== Task goal ==
Locate each line in the entries below that includes the word "person" and copy those lines. Case matters.

(Rows from a box-labeling dataset)
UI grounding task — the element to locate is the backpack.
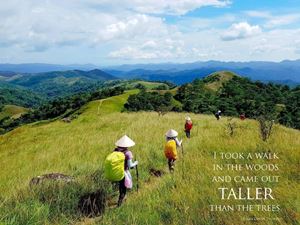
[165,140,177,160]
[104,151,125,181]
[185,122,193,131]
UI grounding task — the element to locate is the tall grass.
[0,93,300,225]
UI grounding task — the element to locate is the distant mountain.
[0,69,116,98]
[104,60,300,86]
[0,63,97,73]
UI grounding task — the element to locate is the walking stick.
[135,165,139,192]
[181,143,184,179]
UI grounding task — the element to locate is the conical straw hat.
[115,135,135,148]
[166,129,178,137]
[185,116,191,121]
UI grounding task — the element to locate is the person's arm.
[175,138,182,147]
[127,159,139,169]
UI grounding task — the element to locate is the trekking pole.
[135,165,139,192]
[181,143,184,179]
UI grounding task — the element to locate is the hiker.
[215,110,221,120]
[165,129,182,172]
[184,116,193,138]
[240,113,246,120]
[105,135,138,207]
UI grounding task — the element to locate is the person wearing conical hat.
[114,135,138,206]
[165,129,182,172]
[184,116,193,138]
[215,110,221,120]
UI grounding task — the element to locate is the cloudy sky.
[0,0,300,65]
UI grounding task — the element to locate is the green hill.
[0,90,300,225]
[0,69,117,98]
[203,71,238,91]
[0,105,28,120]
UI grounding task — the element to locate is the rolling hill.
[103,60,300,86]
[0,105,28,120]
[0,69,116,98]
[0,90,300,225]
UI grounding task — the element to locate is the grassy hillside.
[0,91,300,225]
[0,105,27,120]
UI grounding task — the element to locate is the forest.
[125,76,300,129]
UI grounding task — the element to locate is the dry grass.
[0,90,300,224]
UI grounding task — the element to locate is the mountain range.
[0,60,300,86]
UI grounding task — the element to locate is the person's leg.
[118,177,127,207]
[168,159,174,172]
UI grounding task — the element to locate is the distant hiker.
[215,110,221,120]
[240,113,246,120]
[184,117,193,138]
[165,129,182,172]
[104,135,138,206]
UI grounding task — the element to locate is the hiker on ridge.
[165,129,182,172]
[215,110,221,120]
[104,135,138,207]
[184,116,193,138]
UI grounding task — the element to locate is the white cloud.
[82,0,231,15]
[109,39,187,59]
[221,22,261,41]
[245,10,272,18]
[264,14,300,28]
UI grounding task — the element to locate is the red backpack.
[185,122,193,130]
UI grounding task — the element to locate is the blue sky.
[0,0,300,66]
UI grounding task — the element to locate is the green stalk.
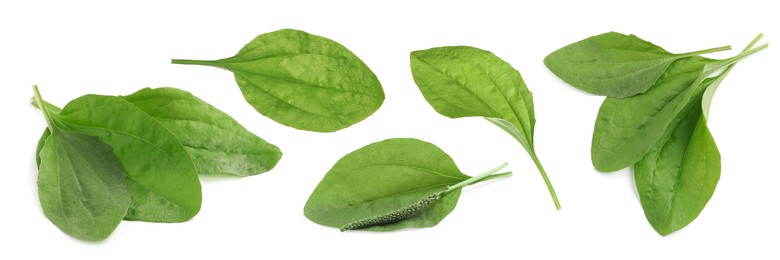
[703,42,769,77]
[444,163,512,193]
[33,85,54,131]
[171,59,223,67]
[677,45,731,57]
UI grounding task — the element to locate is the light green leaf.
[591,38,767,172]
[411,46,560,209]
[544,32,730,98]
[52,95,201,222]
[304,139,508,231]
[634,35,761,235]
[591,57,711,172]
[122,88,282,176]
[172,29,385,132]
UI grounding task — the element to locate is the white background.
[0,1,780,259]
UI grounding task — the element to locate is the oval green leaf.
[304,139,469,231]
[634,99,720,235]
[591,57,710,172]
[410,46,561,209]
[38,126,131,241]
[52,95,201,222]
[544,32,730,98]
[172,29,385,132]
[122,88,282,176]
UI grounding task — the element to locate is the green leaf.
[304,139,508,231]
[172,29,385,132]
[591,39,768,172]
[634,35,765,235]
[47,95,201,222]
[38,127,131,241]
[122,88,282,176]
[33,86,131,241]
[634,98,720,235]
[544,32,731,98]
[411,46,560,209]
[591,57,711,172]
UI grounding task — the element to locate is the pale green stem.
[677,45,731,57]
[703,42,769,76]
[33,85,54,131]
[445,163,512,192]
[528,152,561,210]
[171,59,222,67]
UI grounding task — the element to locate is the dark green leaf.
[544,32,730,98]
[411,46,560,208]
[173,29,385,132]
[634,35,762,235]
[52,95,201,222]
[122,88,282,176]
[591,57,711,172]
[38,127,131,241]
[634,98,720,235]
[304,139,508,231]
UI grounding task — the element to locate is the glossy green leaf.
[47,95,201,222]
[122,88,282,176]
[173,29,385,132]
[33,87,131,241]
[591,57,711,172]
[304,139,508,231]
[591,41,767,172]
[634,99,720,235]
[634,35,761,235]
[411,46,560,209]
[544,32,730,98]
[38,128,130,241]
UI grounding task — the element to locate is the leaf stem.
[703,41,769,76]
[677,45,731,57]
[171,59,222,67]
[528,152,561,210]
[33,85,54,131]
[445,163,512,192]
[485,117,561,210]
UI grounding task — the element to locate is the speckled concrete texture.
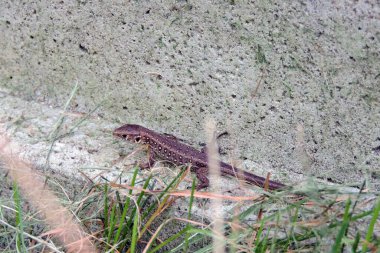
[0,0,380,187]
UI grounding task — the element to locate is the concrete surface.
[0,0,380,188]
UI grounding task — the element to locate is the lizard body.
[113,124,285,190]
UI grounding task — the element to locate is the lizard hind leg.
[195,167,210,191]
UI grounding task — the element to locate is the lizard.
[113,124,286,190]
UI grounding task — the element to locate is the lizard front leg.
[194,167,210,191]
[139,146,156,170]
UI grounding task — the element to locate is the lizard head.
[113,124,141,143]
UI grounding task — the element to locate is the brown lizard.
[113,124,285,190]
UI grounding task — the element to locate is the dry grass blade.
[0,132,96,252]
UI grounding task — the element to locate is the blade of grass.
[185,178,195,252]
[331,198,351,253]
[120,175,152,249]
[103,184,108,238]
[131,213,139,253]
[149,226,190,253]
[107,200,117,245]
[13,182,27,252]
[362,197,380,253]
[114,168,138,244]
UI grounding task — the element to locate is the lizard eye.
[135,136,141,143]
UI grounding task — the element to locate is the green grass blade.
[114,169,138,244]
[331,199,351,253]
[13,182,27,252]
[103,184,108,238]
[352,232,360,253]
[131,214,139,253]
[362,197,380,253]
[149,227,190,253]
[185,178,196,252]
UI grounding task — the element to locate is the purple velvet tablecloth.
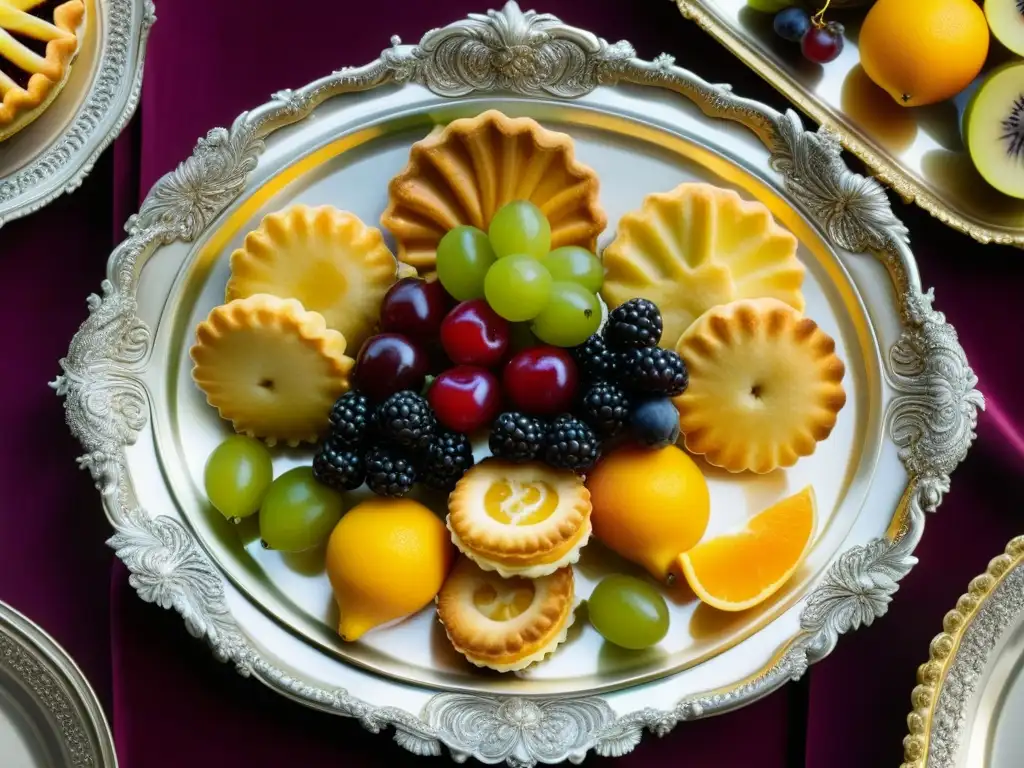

== Correct result ==
UI grounding task — the element to locate is the person's arm.
UI grounding task — the element to locate is the person wearing conical hat.
UI grounding task — the element to locate is the person's leg.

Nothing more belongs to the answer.